Dataset entries
[Start of section]
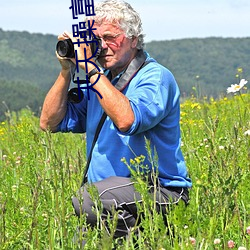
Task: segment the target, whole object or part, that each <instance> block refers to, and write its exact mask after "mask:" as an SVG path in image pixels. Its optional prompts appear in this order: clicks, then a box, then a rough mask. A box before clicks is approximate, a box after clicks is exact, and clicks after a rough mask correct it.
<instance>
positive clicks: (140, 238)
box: [0, 94, 250, 250]
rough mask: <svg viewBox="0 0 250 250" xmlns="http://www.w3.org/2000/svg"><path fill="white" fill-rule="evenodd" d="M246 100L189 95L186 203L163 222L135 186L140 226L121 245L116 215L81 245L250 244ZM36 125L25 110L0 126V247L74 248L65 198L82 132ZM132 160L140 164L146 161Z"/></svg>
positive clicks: (83, 153) (73, 211) (248, 171)
mask: <svg viewBox="0 0 250 250" xmlns="http://www.w3.org/2000/svg"><path fill="white" fill-rule="evenodd" d="M249 103H250V95H249V94H244V95H241V96H232V97H231V98H229V99H227V98H224V99H220V100H213V99H210V100H200V101H197V100H196V99H194V98H193V99H189V100H186V101H185V102H184V103H183V104H182V105H181V128H182V139H183V145H182V150H183V153H184V156H185V159H186V162H187V166H188V169H189V173H190V176H191V178H192V180H193V188H192V189H191V190H190V198H191V200H190V204H189V205H188V206H187V207H185V206H183V205H182V204H180V205H178V206H175V207H173V208H172V209H171V210H170V211H169V214H168V215H167V220H168V222H169V224H168V225H165V224H164V223H163V217H162V215H159V214H157V213H156V211H155V209H154V203H153V202H152V201H151V199H150V198H149V197H148V196H147V188H146V185H144V184H145V183H144V184H143V182H141V185H139V186H138V189H139V191H140V192H141V193H142V194H143V199H144V202H143V204H141V205H139V210H140V211H141V212H142V213H143V214H144V217H143V218H142V221H141V228H140V229H139V228H135V229H134V231H132V232H131V234H130V235H129V236H128V237H127V239H125V240H124V239H120V240H119V242H118V240H116V241H115V240H113V239H112V233H113V232H114V229H115V225H116V224H115V223H116V221H115V220H114V221H111V220H108V221H107V223H108V225H109V228H110V231H111V235H108V234H107V232H106V231H105V230H104V227H103V226H102V222H101V221H99V224H100V227H99V229H91V228H89V230H88V232H87V233H85V235H86V239H87V244H86V249H112V248H113V247H116V248H117V249H157V250H160V249H161V250H163V249H228V241H229V240H232V241H234V245H235V246H234V248H235V249H238V248H239V247H240V246H244V247H245V248H246V249H250V242H249V241H250V235H249V234H248V233H247V232H246V229H247V227H248V226H250V181H249V180H250V134H249V133H250V131H249V130H250V110H249V109H250V107H249ZM38 124H39V122H38V118H37V117H35V116H34V115H33V114H32V112H31V111H30V110H28V109H27V110H22V111H21V112H19V113H18V114H16V113H7V114H6V121H4V122H2V123H1V124H0V249H8V250H9V249H18V250H19V249H80V244H79V239H80V238H81V234H79V233H77V230H76V228H77V227H81V226H82V225H85V220H84V216H83V217H82V219H81V220H80V221H79V220H78V219H77V218H76V217H75V216H74V211H73V208H72V205H71V197H72V196H73V195H75V193H76V191H77V190H78V189H79V186H80V184H81V181H82V173H83V170H84V166H85V163H86V162H85V161H86V159H85V139H84V136H83V135H80V134H61V133H60V134H50V133H44V132H42V131H40V130H39V125H38ZM128 164H129V165H131V166H138V165H141V164H143V157H141V158H140V157H139V158H136V159H134V160H132V161H131V162H129V163H128ZM134 175H136V172H135V173H134ZM135 177H136V178H139V179H140V176H135ZM93 195H94V194H93ZM94 196H95V195H94ZM96 207H97V212H98V210H100V209H101V205H100V203H99V202H98V199H97V198H96ZM77 239H78V240H77ZM118 243H119V244H118Z"/></svg>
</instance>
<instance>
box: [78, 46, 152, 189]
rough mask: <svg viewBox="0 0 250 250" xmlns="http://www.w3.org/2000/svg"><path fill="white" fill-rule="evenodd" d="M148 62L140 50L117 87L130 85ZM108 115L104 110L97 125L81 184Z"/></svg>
mask: <svg viewBox="0 0 250 250" xmlns="http://www.w3.org/2000/svg"><path fill="white" fill-rule="evenodd" d="M148 63H149V61H146V55H145V54H144V52H143V50H139V51H138V53H137V55H136V57H135V58H134V59H133V60H132V61H131V63H130V64H129V66H128V68H127V69H126V71H125V72H124V73H123V74H122V75H121V77H120V79H119V80H118V82H117V83H116V85H115V88H116V89H118V90H119V91H121V92H122V91H123V90H124V89H125V88H126V87H127V86H128V84H129V83H130V81H131V80H132V79H133V78H134V76H135V75H136V74H137V72H138V71H139V70H140V69H141V68H143V67H144V66H146V65H147V64H148ZM106 117H107V114H106V113H105V112H104V113H103V114H102V117H101V119H100V121H99V123H98V125H97V129H96V132H95V136H94V139H93V142H92V145H91V149H90V152H89V156H88V160H87V163H86V167H85V170H84V175H83V180H82V184H81V186H83V185H84V184H85V183H86V182H87V174H88V170H89V164H90V161H91V158H92V152H93V149H94V146H95V143H96V141H97V139H98V136H99V134H100V132H101V129H102V126H103V124H104V122H105V120H106Z"/></svg>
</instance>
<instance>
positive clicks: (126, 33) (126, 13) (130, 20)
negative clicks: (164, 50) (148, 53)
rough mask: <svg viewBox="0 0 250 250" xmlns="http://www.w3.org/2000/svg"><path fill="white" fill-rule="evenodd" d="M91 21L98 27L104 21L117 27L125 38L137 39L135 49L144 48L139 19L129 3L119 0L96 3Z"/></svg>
mask: <svg viewBox="0 0 250 250" xmlns="http://www.w3.org/2000/svg"><path fill="white" fill-rule="evenodd" d="M92 19H93V20H95V22H96V23H97V24H98V25H99V24H101V23H102V22H103V21H104V20H106V21H108V22H110V23H114V24H116V25H118V27H119V28H121V29H122V30H123V31H124V32H125V35H126V37H127V38H130V39H132V38H133V37H136V38H138V43H137V46H136V47H137V49H143V48H144V34H143V33H142V32H143V30H142V22H141V18H140V16H139V14H138V13H137V12H136V11H135V10H134V9H133V8H132V7H131V5H130V4H129V3H127V2H125V1H121V0H104V1H102V2H99V3H96V4H95V16H94V17H93V18H92Z"/></svg>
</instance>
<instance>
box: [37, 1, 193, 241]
mask: <svg viewBox="0 0 250 250" xmlns="http://www.w3.org/2000/svg"><path fill="white" fill-rule="evenodd" d="M95 13H96V16H94V17H93V19H94V26H93V29H94V31H93V32H94V34H95V36H96V37H99V38H100V39H101V42H102V44H101V46H102V51H101V54H100V56H99V57H98V63H99V64H100V65H101V66H102V67H103V68H104V69H105V74H100V72H99V71H97V70H95V65H94V64H92V63H90V62H88V63H85V61H84V59H85V55H86V56H87V58H90V57H91V55H92V54H91V50H90V46H86V44H81V46H80V47H78V46H76V45H75V50H76V51H77V52H76V53H77V58H78V62H79V67H80V68H81V69H82V70H84V71H85V72H89V73H88V75H87V76H88V79H89V81H90V83H91V84H94V83H95V84H94V86H93V88H94V90H95V91H91V90H90V91H89V92H88V93H87V90H85V91H84V92H85V93H84V98H83V100H82V101H81V102H80V103H72V102H69V101H68V88H69V84H70V81H71V80H72V79H71V73H70V72H71V71H72V69H73V68H74V66H75V65H74V63H75V59H68V58H66V59H65V58H61V57H59V56H58V59H59V62H60V63H61V66H62V69H61V72H60V74H59V76H58V79H57V80H56V82H55V83H54V85H53V86H52V88H51V90H50V91H49V93H48V94H47V96H46V98H45V101H44V105H43V110H42V114H41V119H40V126H41V128H42V129H43V130H46V129H50V130H51V131H52V132H58V131H61V132H69V131H72V132H76V133H84V132H86V134H87V155H88V157H90V155H91V160H90V163H89V168H88V172H87V181H88V183H92V184H93V185H94V186H95V187H96V188H97V190H98V192H99V198H100V201H101V202H102V205H103V211H102V215H101V218H102V219H103V220H105V218H106V217H107V215H108V214H109V215H110V216H111V217H110V218H111V219H112V212H113V211H114V209H115V210H117V211H118V210H119V216H118V223H117V229H116V232H115V237H120V236H124V235H126V234H128V233H129V231H130V229H131V228H132V227H133V226H135V223H136V221H137V209H136V202H140V201H141V197H140V194H139V193H138V192H137V191H136V190H135V188H134V182H133V181H132V179H131V178H130V177H131V173H130V170H129V168H128V167H127V166H126V165H125V164H124V163H123V162H122V161H121V159H122V158H125V160H126V161H127V162H130V160H131V159H134V158H135V157H136V156H140V155H144V156H145V161H144V162H143V164H144V165H145V166H148V168H149V171H152V170H154V171H155V172H157V173H158V178H157V180H158V183H159V185H157V208H159V210H161V211H166V209H165V208H166V206H167V205H168V204H170V203H171V202H172V203H177V202H178V201H180V200H183V201H184V202H185V203H188V199H189V198H188V188H190V187H191V180H190V179H189V178H188V177H187V169H186V165H185V162H184V159H183V156H182V152H181V149H180V147H181V139H180V125H179V118H180V105H179V94H180V93H179V89H178V86H177V84H176V81H175V79H174V77H173V75H172V74H171V73H170V72H169V70H167V69H166V68H164V67H163V66H162V65H160V64H158V63H157V62H156V61H155V60H154V59H153V58H151V57H150V56H149V55H148V54H147V53H146V52H145V51H143V34H142V27H141V20H140V17H139V15H138V14H137V13H136V12H135V11H134V10H133V9H132V7H131V6H130V5H129V4H128V3H125V2H120V1H118V0H106V1H104V2H101V3H98V4H96V6H95ZM66 38H70V39H71V40H72V41H73V42H77V39H76V38H75V37H73V36H72V34H69V33H64V34H63V35H62V36H60V37H59V39H60V40H62V39H66ZM84 51H85V52H86V51H87V53H86V54H85V52H84ZM92 62H94V61H92ZM86 66H87V67H86ZM93 72H94V73H93ZM103 112H105V113H106V114H107V117H106V119H105V121H104V124H103V125H102V128H101V131H100V134H99V137H98V138H97V140H96V142H95V144H94V146H93V150H91V145H92V142H93V140H94V136H95V132H96V129H97V127H98V123H99V120H100V119H101V116H102V114H103ZM146 140H147V141H149V143H150V147H151V149H152V152H155V151H154V150H156V153H157V159H158V162H157V166H152V164H151V163H150V160H149V156H148V153H147V150H146ZM142 171H143V170H142ZM146 175H148V173H145V176H146ZM150 182H151V181H150V180H149V185H152V183H150ZM150 190H151V191H149V192H152V193H153V192H154V191H153V190H152V189H150ZM80 195H81V196H82V198H83V199H82V200H83V202H82V204H81V202H80V201H79V199H78V198H73V205H74V208H75V211H76V214H77V215H78V216H80V215H81V214H85V215H86V217H87V223H88V224H90V225H93V226H94V225H95V224H96V222H97V218H96V214H95V213H94V212H93V209H92V207H93V206H94V203H93V201H92V200H91V199H90V195H89V193H88V191H87V188H86V185H83V186H82V188H81V190H80ZM152 196H153V195H152Z"/></svg>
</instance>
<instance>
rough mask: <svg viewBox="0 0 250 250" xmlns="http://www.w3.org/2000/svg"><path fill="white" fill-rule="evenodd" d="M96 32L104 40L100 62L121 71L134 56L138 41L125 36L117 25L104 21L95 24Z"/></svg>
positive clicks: (95, 30)
mask: <svg viewBox="0 0 250 250" xmlns="http://www.w3.org/2000/svg"><path fill="white" fill-rule="evenodd" d="M93 28H96V30H94V34H95V35H96V36H97V37H99V38H101V40H102V53H101V55H100V56H99V57H98V62H99V63H100V64H101V66H102V67H104V68H105V69H109V70H111V71H113V72H118V73H120V72H121V71H122V70H123V69H125V68H126V67H127V65H128V64H129V62H130V61H131V60H132V59H133V57H134V53H135V52H134V51H135V48H136V42H135V41H132V39H129V38H127V37H125V34H124V31H123V30H121V29H120V28H119V27H118V26H117V25H113V24H111V23H108V22H103V23H102V24H101V25H98V24H94V26H93Z"/></svg>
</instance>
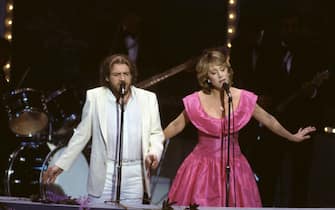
[End of section]
Directions for this task:
Could you lay out the items from their start up to and including the line containing "box: [0, 94, 250, 250]" as a Markdown table with the columns n (a row number) and Line, one row per line, with blank lines and the pictures left out?

Output of the exercise:
| n | Line |
|---|---|
| 1 | Task: segment the target, whole object or part, that each <instance> block refers to, and write its exact mask after "mask:" as an SVG path in image pixels. Its optional prompts appear in this order: clicks, then a box, then a rough mask. A box before clicks is approximate, a box after clicks is exact, and clicks after a rough mask correct it. |
| 2 | <instance> |
| 3 | positive clicks: (140, 238) |
| 4 | box: [0, 94, 250, 250] |